(Given problem a):
Pick out each line in the listing below that contains the word "tree", and copy those lines.

(Document extract):
►
Holding onto my temper–and stemware short of snapping the glass–I asked him if he’d ever read a romance novel. After considerable hemming and hawwing, he claimed to have read part of a romance novel Back in The Day, likely when he was a pimply-faced sixteen year-old trolling for “the good parts.” But apparently he felt so sullied by its silliness that he threw it away. In the garbage. 

“I can’t read that stuff,” he said, with an emphatic shake of head.

I told him he had no right to make denigrating comments about a genre of fiction, or indeed about any topic, on which he was obviously completely uninformed.

“Oh, c’mon,” he said, flicking a stubby-fingered hand inches from my face. “I know that stuff. I know what that stuff is all about.”

There it was, that word again. Stuff. For a would-be writer, he really ought to look into expanding his vocabulary.

And then he ratcheted it up one level further and added another word. Garbage.

And something in me snapped and thankfully it wasn’t the wine glass I was clenching. I drew back my shoulders and hoisted my chin exactly as my fictional heroines have done countless times when family or personal honor or both were at stake.

“You, sir, are stunningly ignorant and boorishly rude, and until you read an actual book–a whole one–I don’t have the time or patience to educate you.”
◄
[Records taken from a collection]
►
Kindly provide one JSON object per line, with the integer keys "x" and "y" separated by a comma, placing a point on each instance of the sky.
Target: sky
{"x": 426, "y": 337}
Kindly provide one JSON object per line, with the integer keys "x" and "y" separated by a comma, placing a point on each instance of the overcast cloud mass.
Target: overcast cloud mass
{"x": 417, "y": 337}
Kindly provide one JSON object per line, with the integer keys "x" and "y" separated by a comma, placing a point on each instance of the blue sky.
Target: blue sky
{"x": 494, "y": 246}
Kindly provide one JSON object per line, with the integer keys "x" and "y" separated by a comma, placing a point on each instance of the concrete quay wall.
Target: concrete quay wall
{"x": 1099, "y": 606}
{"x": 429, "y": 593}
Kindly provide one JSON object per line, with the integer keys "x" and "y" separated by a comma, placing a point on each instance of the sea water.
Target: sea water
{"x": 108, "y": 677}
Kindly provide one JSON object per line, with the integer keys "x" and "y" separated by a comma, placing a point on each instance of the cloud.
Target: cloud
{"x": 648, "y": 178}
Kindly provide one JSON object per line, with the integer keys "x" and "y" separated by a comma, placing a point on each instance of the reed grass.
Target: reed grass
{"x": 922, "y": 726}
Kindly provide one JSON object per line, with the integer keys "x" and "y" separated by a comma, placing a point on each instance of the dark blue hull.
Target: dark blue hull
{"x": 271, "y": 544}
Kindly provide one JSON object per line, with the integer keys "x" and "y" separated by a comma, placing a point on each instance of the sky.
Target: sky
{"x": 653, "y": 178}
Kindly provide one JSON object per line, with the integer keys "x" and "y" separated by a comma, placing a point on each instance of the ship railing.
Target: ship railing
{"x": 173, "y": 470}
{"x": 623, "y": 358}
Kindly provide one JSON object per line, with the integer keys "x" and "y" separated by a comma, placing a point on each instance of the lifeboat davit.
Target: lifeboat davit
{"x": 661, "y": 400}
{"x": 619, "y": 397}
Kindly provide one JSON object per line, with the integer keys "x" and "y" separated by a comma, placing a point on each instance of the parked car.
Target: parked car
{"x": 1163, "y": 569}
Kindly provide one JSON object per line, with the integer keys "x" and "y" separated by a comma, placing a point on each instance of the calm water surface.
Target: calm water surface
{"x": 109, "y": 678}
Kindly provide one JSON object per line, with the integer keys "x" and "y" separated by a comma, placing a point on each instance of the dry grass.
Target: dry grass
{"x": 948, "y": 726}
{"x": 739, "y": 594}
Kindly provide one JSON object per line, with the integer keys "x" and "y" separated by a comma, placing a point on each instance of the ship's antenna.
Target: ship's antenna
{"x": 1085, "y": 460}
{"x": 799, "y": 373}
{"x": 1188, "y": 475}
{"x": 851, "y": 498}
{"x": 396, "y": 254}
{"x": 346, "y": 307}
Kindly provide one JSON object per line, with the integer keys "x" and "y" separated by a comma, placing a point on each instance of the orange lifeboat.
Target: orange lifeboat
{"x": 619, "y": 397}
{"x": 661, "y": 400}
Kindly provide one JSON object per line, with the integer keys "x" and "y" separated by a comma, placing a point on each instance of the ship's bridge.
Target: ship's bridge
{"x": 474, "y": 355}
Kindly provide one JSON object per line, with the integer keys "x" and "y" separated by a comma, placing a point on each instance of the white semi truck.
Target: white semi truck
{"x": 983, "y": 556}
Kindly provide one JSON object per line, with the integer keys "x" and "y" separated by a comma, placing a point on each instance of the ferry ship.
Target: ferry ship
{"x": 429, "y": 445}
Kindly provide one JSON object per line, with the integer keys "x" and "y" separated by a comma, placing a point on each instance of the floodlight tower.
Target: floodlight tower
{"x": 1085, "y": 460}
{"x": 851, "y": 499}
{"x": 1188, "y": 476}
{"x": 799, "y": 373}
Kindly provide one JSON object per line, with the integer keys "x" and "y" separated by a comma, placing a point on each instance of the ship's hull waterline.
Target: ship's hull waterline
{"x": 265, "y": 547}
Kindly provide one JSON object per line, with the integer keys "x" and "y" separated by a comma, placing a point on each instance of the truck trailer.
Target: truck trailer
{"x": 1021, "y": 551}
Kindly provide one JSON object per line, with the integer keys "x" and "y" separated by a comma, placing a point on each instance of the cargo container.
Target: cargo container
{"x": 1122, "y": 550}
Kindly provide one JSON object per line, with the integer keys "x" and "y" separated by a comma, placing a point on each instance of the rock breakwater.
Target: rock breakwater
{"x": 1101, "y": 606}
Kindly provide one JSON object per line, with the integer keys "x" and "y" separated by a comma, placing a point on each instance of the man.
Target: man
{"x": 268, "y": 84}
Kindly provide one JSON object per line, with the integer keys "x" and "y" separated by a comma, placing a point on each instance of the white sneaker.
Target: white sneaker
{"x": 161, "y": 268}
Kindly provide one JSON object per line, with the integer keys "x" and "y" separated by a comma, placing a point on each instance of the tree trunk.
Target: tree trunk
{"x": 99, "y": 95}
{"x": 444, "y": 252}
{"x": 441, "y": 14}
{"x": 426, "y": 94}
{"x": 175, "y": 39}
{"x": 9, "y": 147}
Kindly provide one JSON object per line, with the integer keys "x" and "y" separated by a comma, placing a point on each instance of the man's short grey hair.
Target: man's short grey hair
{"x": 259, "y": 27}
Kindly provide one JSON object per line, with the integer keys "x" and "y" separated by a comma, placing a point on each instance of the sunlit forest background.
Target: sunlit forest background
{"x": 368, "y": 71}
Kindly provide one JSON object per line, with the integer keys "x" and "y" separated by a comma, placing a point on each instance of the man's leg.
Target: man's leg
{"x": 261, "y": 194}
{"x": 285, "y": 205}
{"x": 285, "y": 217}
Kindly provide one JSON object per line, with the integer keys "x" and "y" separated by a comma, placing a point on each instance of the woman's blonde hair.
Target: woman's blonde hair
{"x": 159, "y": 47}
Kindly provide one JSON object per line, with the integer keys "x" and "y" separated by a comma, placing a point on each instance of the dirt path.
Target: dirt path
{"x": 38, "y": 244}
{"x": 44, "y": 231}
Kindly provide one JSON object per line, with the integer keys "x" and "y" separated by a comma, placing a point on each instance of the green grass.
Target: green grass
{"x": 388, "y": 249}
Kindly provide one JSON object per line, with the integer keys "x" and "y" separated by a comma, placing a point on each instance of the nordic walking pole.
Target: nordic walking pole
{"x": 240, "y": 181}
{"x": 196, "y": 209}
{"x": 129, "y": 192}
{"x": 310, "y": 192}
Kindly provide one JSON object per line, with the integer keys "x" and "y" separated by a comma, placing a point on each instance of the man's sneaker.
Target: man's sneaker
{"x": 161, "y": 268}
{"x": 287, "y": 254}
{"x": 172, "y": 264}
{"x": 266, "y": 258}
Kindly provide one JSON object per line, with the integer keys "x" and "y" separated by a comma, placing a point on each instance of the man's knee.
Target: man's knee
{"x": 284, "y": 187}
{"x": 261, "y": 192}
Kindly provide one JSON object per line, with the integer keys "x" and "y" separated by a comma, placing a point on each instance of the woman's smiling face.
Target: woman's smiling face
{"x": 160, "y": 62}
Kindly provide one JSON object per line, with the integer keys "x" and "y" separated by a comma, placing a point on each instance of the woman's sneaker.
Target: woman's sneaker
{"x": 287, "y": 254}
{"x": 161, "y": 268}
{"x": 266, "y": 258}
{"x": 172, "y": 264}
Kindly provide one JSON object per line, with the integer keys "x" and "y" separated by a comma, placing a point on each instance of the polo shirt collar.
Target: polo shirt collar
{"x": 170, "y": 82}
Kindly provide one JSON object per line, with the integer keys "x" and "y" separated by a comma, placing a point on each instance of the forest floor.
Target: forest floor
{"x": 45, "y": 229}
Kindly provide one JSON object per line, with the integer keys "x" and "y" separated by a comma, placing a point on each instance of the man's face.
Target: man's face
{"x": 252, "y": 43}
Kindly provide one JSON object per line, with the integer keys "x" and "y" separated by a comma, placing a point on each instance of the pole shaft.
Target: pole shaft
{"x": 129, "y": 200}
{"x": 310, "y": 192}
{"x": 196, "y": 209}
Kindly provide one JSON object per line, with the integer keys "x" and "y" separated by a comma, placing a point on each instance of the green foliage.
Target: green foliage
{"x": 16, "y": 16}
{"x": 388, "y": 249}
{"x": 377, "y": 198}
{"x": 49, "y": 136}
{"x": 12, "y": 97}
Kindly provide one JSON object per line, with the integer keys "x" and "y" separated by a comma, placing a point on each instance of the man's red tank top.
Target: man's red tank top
◄
(Given problem b):
Transcribe the romance-novel passage above word for word, beginning at "I told him he" and stopping after "obviously completely uninformed.".

(Exercise response a):
Kindly provide one JSON object per line, with the integer keys "x" and "y" separated by a comma, placing a point on each instance of the tree trunk.
Target: tree trunk

(Exercise response b):
I told him he had no right to make denigrating comments about a genre of fiction, or indeed about any topic, on which he was obviously completely uninformed.